TEXTE FOURNI:
--------
Le crédit d'impôt investissement industrie verte pour encourager l'implantation d'usines de production
Le 15 avril 2024, Bruno Le Maire et Roland Lescure, alors respectivement patron de Bercy et ministre délégué chargé de l'Industrie et de l'Energie, avait dévoilé un plan d'action pour produire 1 million de pompes à chaleur dès 2027. L'objectif : "décarboner les bâtiments et l'industrie en stimulant l'offre et en consolidant la dynamique de déploiement de cette technologie" alors que le chauffage des bâtiments a encore largement recours à la consommation de combustible fossile. Emmanuel Macron reprenait cet objectif à son compte pour viser une baisse de 55% des émissions de gaz à effet de serre d’ici 2030.
Pour cela, ce sont 5 milliards d’euros d’investissements et ainsi que 50.000 recrutements qui sont nécessaires d’ici 2030, d’après les projections de l’Uniclima (le syndicat professionnel des industries thermiques, aérauliques et frigorifiques) et de l’Afpac (Association française pour la pompe à chaleur).
Le gouvernement avait décliné son plan d'action en huit mesures. Parmi celles-ci figurait l'émergence de nouvelles usines de production grâce à la prise en charge d'une part importante des coûts d'investissement, à travers le jeune crédit d'impôt investissement industrie verte (C3IV).
Bercy prévoyait également de réorienter la commande publique et les aides publiques vers les pompes à chaleur françaises et européennes avec les meilleures performances environnementales. Mais aussi la simplification des normes pour faciliter l'installation de pompes à chaleur dans l'habitat collectif ou encore ou encore l'accompagnement de la montée en puissance des métiers de la filière.
Les chaudières à gaz préférées alors qu'elles sont moins rentables à long terme
Mais le plan d'action tarde à produire ses effets par rapport à l'horizon fixé de 2027. L'année dernière, la vente de pompes à chaleur a baissé de 30% quand les installations de chaudières à gaz ont augmenté de 15% selon la Fédération française du bâtiment.
Désormais, l’objectif du million de pompes produites en France paraît totalement irréalisable, le pays en a péniblement fabriqué 170.000 en 2024.
--------
TRAVAIL DEMANDÉ:
A. Répondez à ces questions d'après le texte sur les pompes à chaleur :
(i) Combien de pompes à chaleur le plan d'action visait-il à produire dès 2027 ?
(ii) Combien de recrutements seraient nécessaires d'ici 2030 selon les projections de l'Uniclima et de l'Afpac ?
(iii) Combien de pompes à chaleur la France a-t-elle fabriquées en 2024 ?
B. Recopiez mot pour mot le passage du texte sur les pompes à chaleur qui va de « Les chaudières à » jusqu'à « française du bâtiment. ».
C. D'après le texte sur les pompes à chaleur, comment le crédit d'impôt investissement industrie verte devait-il permettre l'émergence de nouvelles usines de production ? Répondez en une à trois phrases.
Les lignes qui suivent proviennent d'une autre source que le texte.

Extraits de données:
--------
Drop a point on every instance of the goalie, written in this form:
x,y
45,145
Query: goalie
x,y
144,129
--------
RÉPONSES:
A.
(i) 1 million.
(ii) 50.000 recrutements.
(iii) 170.000.

B.
Les chaudières à gaz préférées alors qu'elles sont moins rentables à long terme
Mais le plan d'action tarde à produire ses effets par rapport à l'horizon fixé de 2027. L'année dernière, la vente de pompes à chaleur a baissé de 30% quand les installations de chaudières à gaz ont augmenté de 15% selon la Fédération française du bâtiment.

C. Le crédit d'impôt investissement industrie verte (C3IV) devait favoriser l'émergence de nouvelles usines de production en prenant en charge une part importante des coûts d'investissement.